AIM: Rewrite the material below, substituting "instances" for every "occurrences" and leaving everything else untouched.

DATA IN THIS EXERCISE:
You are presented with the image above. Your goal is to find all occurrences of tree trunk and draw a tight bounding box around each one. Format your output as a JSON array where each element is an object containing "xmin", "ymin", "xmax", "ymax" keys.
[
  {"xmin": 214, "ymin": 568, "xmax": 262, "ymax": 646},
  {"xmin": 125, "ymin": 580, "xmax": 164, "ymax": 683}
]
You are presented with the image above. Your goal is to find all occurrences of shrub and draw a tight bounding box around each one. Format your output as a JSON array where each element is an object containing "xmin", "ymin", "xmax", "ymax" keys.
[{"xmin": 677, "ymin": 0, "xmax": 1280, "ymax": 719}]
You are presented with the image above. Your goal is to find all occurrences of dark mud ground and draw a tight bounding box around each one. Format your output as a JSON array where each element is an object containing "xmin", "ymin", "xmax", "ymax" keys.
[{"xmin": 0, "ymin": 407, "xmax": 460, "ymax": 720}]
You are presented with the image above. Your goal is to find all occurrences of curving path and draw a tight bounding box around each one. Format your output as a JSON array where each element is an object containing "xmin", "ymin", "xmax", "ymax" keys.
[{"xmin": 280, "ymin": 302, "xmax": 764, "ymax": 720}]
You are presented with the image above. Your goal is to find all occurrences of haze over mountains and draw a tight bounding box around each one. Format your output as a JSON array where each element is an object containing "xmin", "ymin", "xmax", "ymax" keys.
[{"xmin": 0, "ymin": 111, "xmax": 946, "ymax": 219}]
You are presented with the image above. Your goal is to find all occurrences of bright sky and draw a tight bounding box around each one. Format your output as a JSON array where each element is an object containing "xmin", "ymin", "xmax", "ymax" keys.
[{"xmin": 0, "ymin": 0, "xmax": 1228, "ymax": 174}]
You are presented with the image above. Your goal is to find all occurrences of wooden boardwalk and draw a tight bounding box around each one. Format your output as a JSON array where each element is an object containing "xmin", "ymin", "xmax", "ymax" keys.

EXERCISE SOLUTION:
You are presented with the image above. Your goal is to find all instances of tree trunk and draw a tight bounding box around each one. Format your output as a JSON array where each element is an object containing "xmin", "ymin", "xmax", "ymax" keys.
[
  {"xmin": 214, "ymin": 568, "xmax": 262, "ymax": 646},
  {"xmin": 125, "ymin": 580, "xmax": 164, "ymax": 683}
]
You are presented with the image above. Your goal is to find all instances of shrub and draw a tight bounding box around each one. Format your output as a JSON array where each element is an object containing "xmin", "ymin", "xmax", "ymax" keys.
[{"xmin": 677, "ymin": 0, "xmax": 1280, "ymax": 719}]
You are presented with the image above. Your goal is to find all instances of dark mud ground and draw a tight bounding box around each one. Format your output as a JSON array where each element is an object containing "xmin", "ymin", "xmax", "ymax" keys.
[{"xmin": 0, "ymin": 407, "xmax": 460, "ymax": 720}]
You are presented with the image above. Your goal is to find all instances of curving path and draw a tight bounding box around each one. Format your output as a JSON array where each element is an object containing "xmin", "ymin", "xmax", "ymax" keys.
[{"xmin": 280, "ymin": 302, "xmax": 764, "ymax": 720}]
You are presented with the image above. Your goal is to find all instances of haze over mountains and draw a tight bounding box around each one. Format your output as a JSON array where each element is an object containing "xmin", "ymin", "xmax", "ymax" keys.
[{"xmin": 0, "ymin": 111, "xmax": 946, "ymax": 219}]
You are presented with the image above. Your goal is to find all instances of bright sky and draw a tight bounding box around each one. Format your output as a JSON array where each element is an object containing "xmin", "ymin", "xmax", "ymax" keys.
[{"xmin": 0, "ymin": 0, "xmax": 1228, "ymax": 174}]
You are presented with the image above. Your goal is to find all instances of wooden boardwalk and draw a tight bounding box around each one. Format your output as a JSON array where each element is an object containing "xmin", "ymin", "xmax", "ymax" keys.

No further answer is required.